### PROBLEMS TO WORK ON:
1. Rewrite the passage from the essay on phonology between "Such a theory" and "speaker-hearers [Port, 1986].", inclusive, replacing "community" with "population".
2. Present all lines of the records as a numbered list, skipping blank lines and leaving out the pictures.

Such a theory of phonology, rather than merely providing a specification of parameters that some (yet unimagined) production and perception implementational systems are supposed to carry out in real time, a dynamical description will show (or at least suggest) just how such phonological objects could be both produced and perceived. Obviously it will be a challenging task to develop a theory of phonology along these lines. But it seems clear that this is where the future of our discipline lies. The theory of language must show at least how abstract linguistic structures that are invariant across a community of speakers as well as between production and perception could be created as stable `morphs' of a community of speaker-hearers [Port, 1986].

Conclusions

This essay began to answer a straightforward question, one that appeared to be primarily about mere facts. But I wanted to provide a good answer to AMRs worthy question about the serious implications of incomplete neutralization rules. There are two main conclusions to be drawn from this discussion.

First, the lack of complete neutralization of syllable-final voicing in German is a real phenomenon. It has been observed many times. There appear to be several `sounds' here produced and perceived with only a moderate degree of distinctiveness. But whether they are the same or different depends on how you ask the question. The American English flapping situation is another similar example. There are others as well, such as the near neutralization of pairs like prints-prince in American English [Fourakis and Port, 1986]. As for other proposed cases in Polish and Catalan, etc, I am not in a position to make bold claims. Nor am I certain, in a dialect exhibiting an incomplete neutralization, that all speakers will necessarily show the effect. Speaker idiosyncrasy seems a possibility here. After all, who is likely to notice which way a particular speaker implements the `neutralization'?

### DATA SECTION:

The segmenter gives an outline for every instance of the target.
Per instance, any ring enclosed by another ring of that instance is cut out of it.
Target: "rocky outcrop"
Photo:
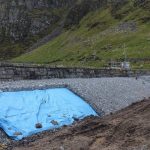
[[[71,5],[73,0],[0,0],[0,41],[24,40],[47,29],[61,16],[54,8]]]

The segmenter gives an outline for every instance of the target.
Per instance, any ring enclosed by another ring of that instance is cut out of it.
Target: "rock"
[[[52,123],[54,126],[59,125],[59,124],[58,124],[58,122],[57,122],[57,121],[55,121],[55,120],[52,120],[52,121],[51,121],[51,123]]]
[[[35,127],[36,127],[37,129],[40,129],[40,128],[42,128],[42,124],[41,124],[41,123],[37,123],[37,124],[35,125]]]
[[[22,135],[22,133],[21,132],[15,132],[14,133],[14,136],[19,136],[19,135]]]

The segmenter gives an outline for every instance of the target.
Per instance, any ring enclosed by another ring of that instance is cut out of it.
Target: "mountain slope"
[[[13,61],[101,67],[111,60],[124,60],[126,51],[134,66],[140,63],[141,67],[149,68],[148,6],[146,3],[145,8],[139,0],[125,1],[120,5],[108,3],[89,12],[78,25],[67,28],[54,40]]]
[[[59,25],[75,0],[0,0],[0,59],[16,57]]]

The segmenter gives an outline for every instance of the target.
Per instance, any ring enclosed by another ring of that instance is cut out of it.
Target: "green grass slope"
[[[123,61],[124,51],[133,67],[150,68],[150,11],[126,3],[114,14],[110,7],[88,13],[49,43],[13,59],[13,62],[103,67]]]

### SOLUTIONS TO EACH TASK:
1.
Such a theory of phonology, rather than merely providing a specification of parameters that some (yet unimagined) production and perception implementational systems are supposed to carry out in real time, a dynamical description will show (or at least suggest) just how such phonological objects could be both produced and perceived. Obviously it will be a challenging task to develop a theory of phonology along these lines. But it seems clear that this is where the future of our discipline lies. The theory of language must show at least how abstract linguistic structures that are invariant across a population of speakers as well as between production and perception could be created as stable `morphs' of a population of speaker-hearers [Port, 1986].

2.
1. The segmenter gives an outline for every instance of the target.
2. Per instance, any ring enclosed by another ring of that instance is cut out of it.
3. Target: "rocky outcrop"
4. Photo:
5. [[[71,5],[73,0],[0,0],[0,41],[24,40],[47,29],[61,16],[54,8]]]
6. The segmenter gives an outline for every instance of the target.
7. Per instance, any ring enclosed by another ring of that instance is cut out of it.
8. Target: "rock"
9. [[[52,123],[54,126],[59,125],[59,124],[58,124],[58,122],[57,122],[57,121],[55,121],[55,120],[52,120],[52,121],[51,121],[51,123]]]
10. [[[35,127],[36,127],[37,129],[40,129],[40,128],[42,128],[42,124],[41,124],[41,123],[37,123],[37,124],[35,125]]]
11. [[[22,135],[22,133],[21,132],[15,132],[14,133],[14,136],[19,136],[19,135]]]
12. The segmenter gives an outline for every instance of the target.
13. Per instance, any ring enclosed by another ring of that instance is cut out of it.
14. Target: "mountain slope"
15. [[[13,61],[101,67],[111,60],[124,60],[126,51],[134,66],[140,63],[141,67],[149,68],[148,6],[146,3],[145,8],[139,0],[125,1],[120,5],[108,3],[89,12],[78,25],[67,28],[54,40]]]
16. [[[59,25],[75,0],[0,0],[0,59],[16,57]]]
17. The segmenter gives an outline for every instance of the target.
18. Per instance, any ring enclosed by another ring of that instance is cut out of it.
19. Target: "green grass slope"
20. [[[123,61],[124,51],[133,67],[150,68],[150,11],[126,3],[114,14],[110,7],[88,13],[49,43],[13,59],[13,62],[103,67]]]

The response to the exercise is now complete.